**Excerpted data:**
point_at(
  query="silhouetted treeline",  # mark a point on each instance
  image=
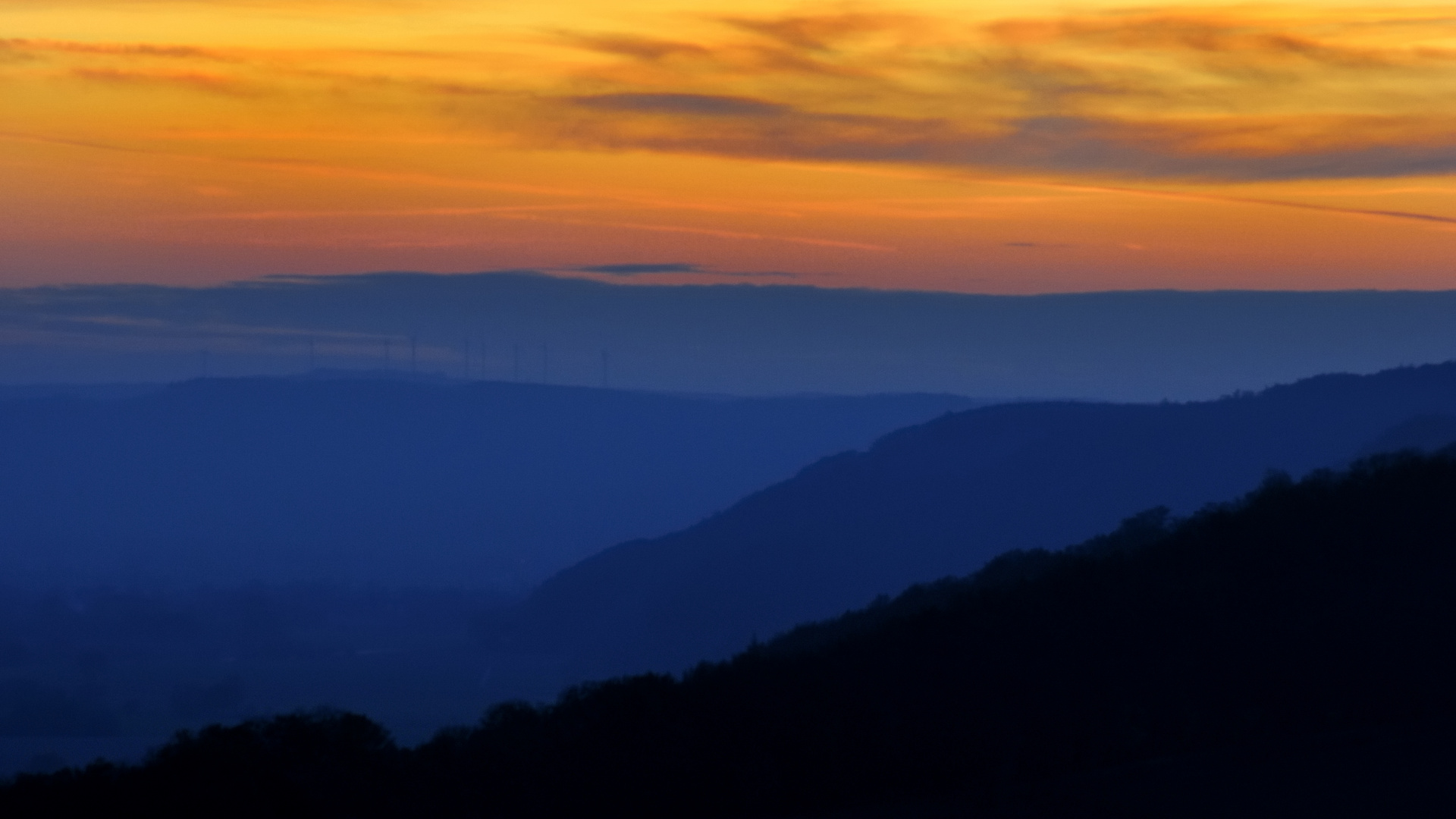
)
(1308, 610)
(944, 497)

...

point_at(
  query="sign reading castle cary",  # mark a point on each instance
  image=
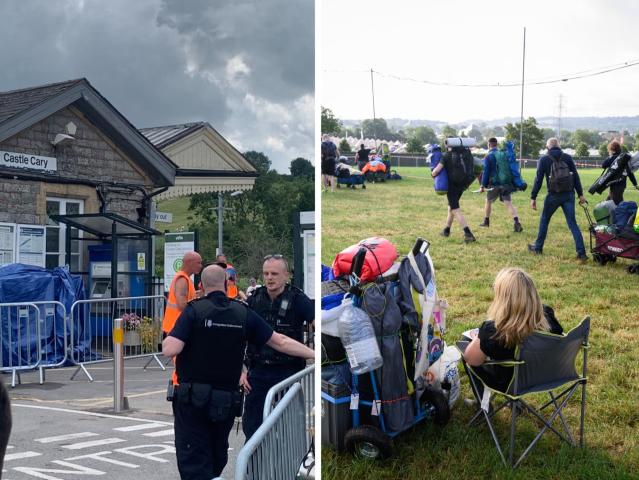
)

==

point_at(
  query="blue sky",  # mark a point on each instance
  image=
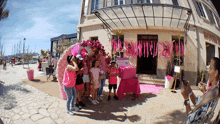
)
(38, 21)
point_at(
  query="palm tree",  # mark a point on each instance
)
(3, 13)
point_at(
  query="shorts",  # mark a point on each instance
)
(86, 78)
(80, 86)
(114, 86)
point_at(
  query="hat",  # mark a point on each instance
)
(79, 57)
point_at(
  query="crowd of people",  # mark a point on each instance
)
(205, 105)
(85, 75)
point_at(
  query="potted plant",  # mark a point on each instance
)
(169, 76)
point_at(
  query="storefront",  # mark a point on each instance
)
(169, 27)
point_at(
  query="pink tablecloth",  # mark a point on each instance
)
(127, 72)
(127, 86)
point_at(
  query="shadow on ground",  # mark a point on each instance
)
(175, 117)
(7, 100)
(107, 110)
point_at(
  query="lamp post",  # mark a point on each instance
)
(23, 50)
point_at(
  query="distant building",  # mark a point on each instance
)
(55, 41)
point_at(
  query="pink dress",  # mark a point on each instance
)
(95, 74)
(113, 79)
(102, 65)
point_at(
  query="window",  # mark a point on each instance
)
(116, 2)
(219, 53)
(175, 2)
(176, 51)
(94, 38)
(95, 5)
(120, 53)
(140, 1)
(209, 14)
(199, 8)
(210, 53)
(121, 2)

**Instructions to follow:** Read through the records above and copy the lines that contain "pink".

**Solution to this task:**
  query="pink tablecloth",  # mark a point on each instance
  query="pink dress",  # mark a point on each instance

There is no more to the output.